* _Instruction_: Copy every entry exactly as given, minus the images.
***** Entries supplied
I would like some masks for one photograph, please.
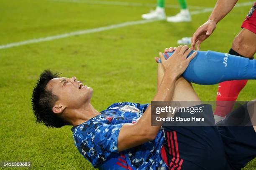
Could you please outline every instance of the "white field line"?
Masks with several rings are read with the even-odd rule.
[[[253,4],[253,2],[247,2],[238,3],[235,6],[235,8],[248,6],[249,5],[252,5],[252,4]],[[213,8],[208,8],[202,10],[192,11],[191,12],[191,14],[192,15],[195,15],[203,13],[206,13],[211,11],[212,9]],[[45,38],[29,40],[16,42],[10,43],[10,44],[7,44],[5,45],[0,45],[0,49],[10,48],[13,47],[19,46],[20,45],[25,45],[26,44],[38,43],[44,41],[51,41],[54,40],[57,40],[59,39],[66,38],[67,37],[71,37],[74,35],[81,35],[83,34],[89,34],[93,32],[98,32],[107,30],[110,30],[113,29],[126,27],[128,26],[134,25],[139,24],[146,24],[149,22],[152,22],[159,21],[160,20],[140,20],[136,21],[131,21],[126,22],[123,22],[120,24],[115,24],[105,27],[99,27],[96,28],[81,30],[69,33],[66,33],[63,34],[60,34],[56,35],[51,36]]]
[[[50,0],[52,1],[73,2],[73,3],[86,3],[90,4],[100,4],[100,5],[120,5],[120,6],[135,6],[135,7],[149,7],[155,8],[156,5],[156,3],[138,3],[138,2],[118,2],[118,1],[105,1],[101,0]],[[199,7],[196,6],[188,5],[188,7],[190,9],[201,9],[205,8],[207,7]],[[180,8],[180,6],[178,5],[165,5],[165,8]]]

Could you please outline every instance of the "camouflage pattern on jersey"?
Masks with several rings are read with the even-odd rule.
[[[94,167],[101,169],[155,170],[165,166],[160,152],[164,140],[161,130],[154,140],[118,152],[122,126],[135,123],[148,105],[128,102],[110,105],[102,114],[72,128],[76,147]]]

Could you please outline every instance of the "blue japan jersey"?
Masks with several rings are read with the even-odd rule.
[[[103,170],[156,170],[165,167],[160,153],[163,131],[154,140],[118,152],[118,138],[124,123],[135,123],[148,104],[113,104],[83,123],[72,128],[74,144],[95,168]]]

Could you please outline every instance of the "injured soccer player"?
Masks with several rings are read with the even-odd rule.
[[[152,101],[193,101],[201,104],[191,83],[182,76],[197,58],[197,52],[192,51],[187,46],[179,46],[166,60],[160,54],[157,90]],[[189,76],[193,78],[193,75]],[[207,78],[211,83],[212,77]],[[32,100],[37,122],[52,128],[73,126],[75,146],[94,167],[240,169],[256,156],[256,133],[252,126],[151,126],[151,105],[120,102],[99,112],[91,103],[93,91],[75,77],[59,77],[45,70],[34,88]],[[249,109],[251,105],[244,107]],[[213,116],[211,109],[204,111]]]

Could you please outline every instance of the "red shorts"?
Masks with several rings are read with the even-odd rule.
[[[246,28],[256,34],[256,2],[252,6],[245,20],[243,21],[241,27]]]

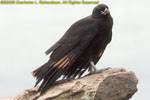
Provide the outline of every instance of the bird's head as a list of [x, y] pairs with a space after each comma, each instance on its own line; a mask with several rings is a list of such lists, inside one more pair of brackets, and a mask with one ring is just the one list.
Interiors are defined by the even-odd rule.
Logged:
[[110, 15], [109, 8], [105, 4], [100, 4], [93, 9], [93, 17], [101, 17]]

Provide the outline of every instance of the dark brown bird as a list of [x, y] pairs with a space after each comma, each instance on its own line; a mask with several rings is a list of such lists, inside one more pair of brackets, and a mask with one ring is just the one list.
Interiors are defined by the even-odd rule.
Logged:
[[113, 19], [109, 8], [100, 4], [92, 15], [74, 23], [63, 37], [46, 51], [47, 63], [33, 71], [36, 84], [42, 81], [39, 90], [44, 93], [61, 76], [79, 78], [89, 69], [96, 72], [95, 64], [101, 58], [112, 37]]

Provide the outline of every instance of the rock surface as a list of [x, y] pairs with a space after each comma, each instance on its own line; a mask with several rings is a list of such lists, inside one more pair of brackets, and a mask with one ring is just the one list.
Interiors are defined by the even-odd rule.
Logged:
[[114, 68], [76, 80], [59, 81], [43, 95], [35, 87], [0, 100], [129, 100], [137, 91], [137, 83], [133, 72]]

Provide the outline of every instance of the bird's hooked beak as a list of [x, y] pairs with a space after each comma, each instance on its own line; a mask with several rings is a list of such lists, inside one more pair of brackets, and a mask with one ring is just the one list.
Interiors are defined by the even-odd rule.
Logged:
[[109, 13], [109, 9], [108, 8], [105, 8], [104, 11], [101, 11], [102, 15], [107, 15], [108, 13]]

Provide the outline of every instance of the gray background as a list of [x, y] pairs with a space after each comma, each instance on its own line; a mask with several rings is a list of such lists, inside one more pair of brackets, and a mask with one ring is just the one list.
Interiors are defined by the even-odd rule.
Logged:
**********
* _Exercise response_:
I would like some masks for one photograph, please.
Could you please outline every instance of the "white field line"?
Masks with several rings are read with the even-odd rule.
[[[253,4],[253,2],[247,2],[238,3],[235,6],[235,8],[248,6],[249,5],[252,5],[252,4]],[[213,8],[208,8],[202,10],[192,11],[191,12],[191,14],[192,15],[195,15],[203,13],[206,13],[211,11],[212,9]],[[45,38],[29,40],[16,42],[10,43],[10,44],[7,44],[5,45],[0,45],[0,49],[10,48],[13,47],[19,46],[20,45],[25,45],[26,44],[38,43],[44,41],[51,41],[54,40],[57,40],[59,39],[66,38],[67,37],[71,37],[74,35],[81,35],[83,34],[89,34],[93,32],[98,32],[107,30],[110,30],[113,29],[126,27],[128,26],[134,25],[139,24],[146,24],[149,22],[152,22],[159,21],[160,20],[140,20],[136,21],[131,21],[126,22],[123,22],[120,24],[115,24],[105,27],[99,27],[96,28],[81,30],[69,33],[66,33],[63,34],[60,34],[56,35],[51,36]]]
[[[50,0],[52,1],[73,2],[73,3],[86,3],[90,4],[100,4],[100,5],[120,5],[120,6],[135,6],[135,7],[149,7],[155,8],[156,5],[156,3],[138,3],[138,2],[118,2],[118,1],[105,1],[101,0]],[[199,7],[196,6],[188,5],[188,7],[190,9],[201,9],[205,8],[207,7]],[[180,8],[180,6],[178,5],[165,5],[165,8]]]

Could you please outline every instance of the "camouflage pattern on jersey"?
Masks with several rings are read with the even-odd rule.
[[[94,167],[101,169],[155,170],[165,166],[160,152],[164,140],[161,130],[154,140],[118,152],[122,126],[135,123],[148,105],[128,102],[110,105],[102,114],[72,128],[76,147]]]

Could you please outline every instance of the "blue japan jersey"?
Masks with several rings are read with the even-odd rule.
[[[103,170],[156,170],[165,167],[160,153],[163,131],[154,140],[118,152],[118,138],[124,123],[135,123],[148,104],[113,104],[83,123],[72,128],[74,144],[95,168]]]

Could you please outline every instance of the "injured soccer player"?
Masks with several rings are read with the even-odd rule.
[[[152,101],[193,101],[201,104],[191,83],[182,76],[197,58],[197,52],[192,51],[187,46],[179,46],[166,60],[160,54],[157,90]],[[189,76],[193,78],[193,75]],[[207,78],[211,83],[212,77]],[[32,100],[37,122],[52,128],[73,126],[75,146],[94,167],[240,169],[256,156],[256,133],[252,126],[151,126],[151,105],[120,102],[99,112],[91,103],[93,91],[75,77],[59,77],[45,70],[34,88]],[[249,109],[251,105],[244,107]],[[213,116],[211,109],[204,111]]]

Could you please outline every instance of the "red shorts"?
Masks with several rings are read with the even-odd rule.
[[[246,28],[256,34],[256,2],[252,6],[245,20],[243,21],[241,27]]]

Provide the outline of every instance of the bird's head as a list of [x, y] pairs with a space after each comma, each instance on its own line; a mask with several rings is a list of such lists, inside one more pair of brackets, and a mask with one ring is just the one list.
Interiors are defined by the even-odd rule.
Logged:
[[110, 15], [109, 8], [105, 4], [100, 4], [93, 9], [93, 17], [101, 17]]

Provide the outline of every instance of the dark brown bird as a list of [x, y] pairs with a space after each comma, each instance on its own line; a mask with several rings is a list of such lists, inside one more pair of brackets, and a mask with one ring is just the one list.
Interiors are defined by the even-odd rule.
Logged:
[[113, 19], [109, 8], [100, 4], [92, 15], [74, 23], [63, 37], [46, 51], [47, 63], [33, 71], [36, 84], [42, 81], [39, 90], [44, 93], [61, 76], [79, 78], [89, 69], [96, 72], [95, 64], [101, 58], [112, 37]]

Provide the outline of every instance of the rock surface as a list of [x, y] pairs with a space after each comma, each instance on its own line; a mask with several rings is a list of such lists, inside one more pair of brackets, and a mask with one ring is just the one list.
Interiors are defined by the even-odd rule.
Logged:
[[114, 68], [76, 80], [59, 81], [43, 95], [35, 87], [0, 100], [129, 100], [137, 91], [137, 83], [133, 72]]

Provide the outline of every instance of the bird's hooked beak as a list of [x, y] pairs with a space after each comma, each instance on its own line; a mask with several rings is a list of such lists, inside one more pair of brackets, and a mask with one ring is just the one list.
Interiors are defined by the even-odd rule.
Logged:
[[109, 13], [109, 9], [108, 8], [105, 8], [104, 11], [101, 11], [102, 15], [107, 15], [108, 13]]

Provide the outline of every instance of the gray background as a list of [x, y] pairs with a space after each comma, each instance on its own line; a mask with several rings is a list of such lists, inside one more pair of brackets, and a mask with one ring is just the one list.
Interiors are defined by the even-odd rule.
Logged:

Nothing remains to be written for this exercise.